==== TEXT ====
III. Section-by-Section Analysis of Part 437

The final Rule is divided into ten sections. Section 437.1 defines 19 key terms employed in the Rule's text. Section 437.2 establishes the business opportunity seller's obligation to furnish prospective purchasers with material information in the form of a written basic disclosure document. Section 437.3 specifies the content and form of the disclosure document. Section 437.4 sets forth the requirements that business opportunity sellers must follow if they elect to make representations regarding earnings. Section 437.5 addresses sales conducted in Spanish or other languages besides English, and the disclosure requirements for those sales. Section 437.6 prohibits a number of specific deceptive claims and other deceptive practices in connection with business opportunity sales. Section 437.7 sets forth the Rule's recordkeeping provisions. Section 437.8 expressly exempts from the Rule those business arrangements that are covered by the Amended Franchise Rule. Finally, two administrative sections—437.9 and 437.10—address other laws, rules, and orders, and severability. The sections that follow discuss each of these rule provisions in turn.

A. Section 437.1: Definitions

The final Rule begins with a list of defined terms in alphabetical order. In several instances, the final Rule's definitions closely track those contained in the interim Business Opportunity Rule or the Commission's interpretations of the Original Franchise Rule. [126] These include the definitions for the terms “action,” “affiliate,” “disclose or state,” “earnings claim,” “person,” and “written or in writing.” In addition, the final Rule includes definitions for the terms “business opportunity,” “designated person,” “exclusive territory,” “general media,” “new business,” “prior business,” “providing locations, outlets, accounts, or customers,” “purchaser,” “quarterly,” “required payment,” and “seller,” each of which was proposed in the IPBOR and, in certain circumstances, modified in the RPBOR and the proposed Final Rule attached to the Staff Report. Finally, the final Rule includes two new definitions that were recommended in the Staff Report: (1) “Material” and (2) “signature or signed.” [127] Each definition, including the record support for the definition and the Commission's analysis, is addressed below.

1. Section 437.1(a): Action

The term “action” appears in § 437.3(a)(3), which requires business opportunity sellers to disclose material information about the business opportunity seller's litigation history. [128] Specifically, § 437.3(a)(3) of the final Rule requires the disclosure of material information about certain civil or criminal actions within the previous ten years involving the business opportunity seller, its directors, and certain key employees, [129] as well as its affiliates or prior businesses. Information about litigation history based on allegations of misrepresentation, fraud, securities law violations, or unfair or deceptive practices is highly material to assessing investment risk. Discovering that a seller has a history of violating laws and regulations is perhaps the best indication that a particular business opportunity is a high-risk investment.
====
* WHAT YOU NEED TO DO
- a) In the Part 437 analysis, rewrite the paragraph beginning "The final Rule is divided into ten sections" as a list, keeping its main facts.
- b) According to the Part 437 analysis, which two new definitions recommended in the Staff Report does the final Rule include?
The material that comes next isn't needed.
==== COLLECTED MATERIAL ====
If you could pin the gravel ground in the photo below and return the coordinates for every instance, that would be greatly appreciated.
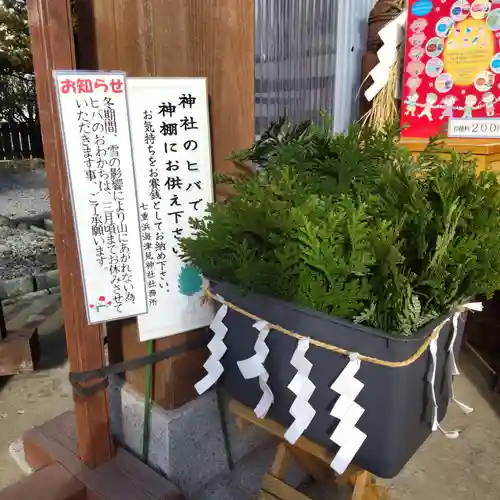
(23, 193)
(24, 253)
====
* FINAL RESULTS
- a)
The final Rule has ten sections:
- 437.1: defines 19 key terms used in the Rule's text.
- 437.2: requires business opportunity sellers to give prospective purchasers material information in a written basic disclosure document.
- 437.3: specifies the content and form of the disclosure document.
- 437.4: sets the requirements sellers must follow if they choose to make earnings representations.
- 437.5: covers sales conducted in Spanish or other non-English languages and their disclosure requirements.
- 437.6: prohibits specific deceptive claims and other deceptive practices in business opportunity sales.
- 437.7: sets out recordkeeping provisions.
- 437.8: exempts business arrangements covered by the Amended Franchise Rule.
- 437.9 and 437.10: administrative sections on other laws, rules, and orders, and on severability.

- b) "Material" and "signature or signed."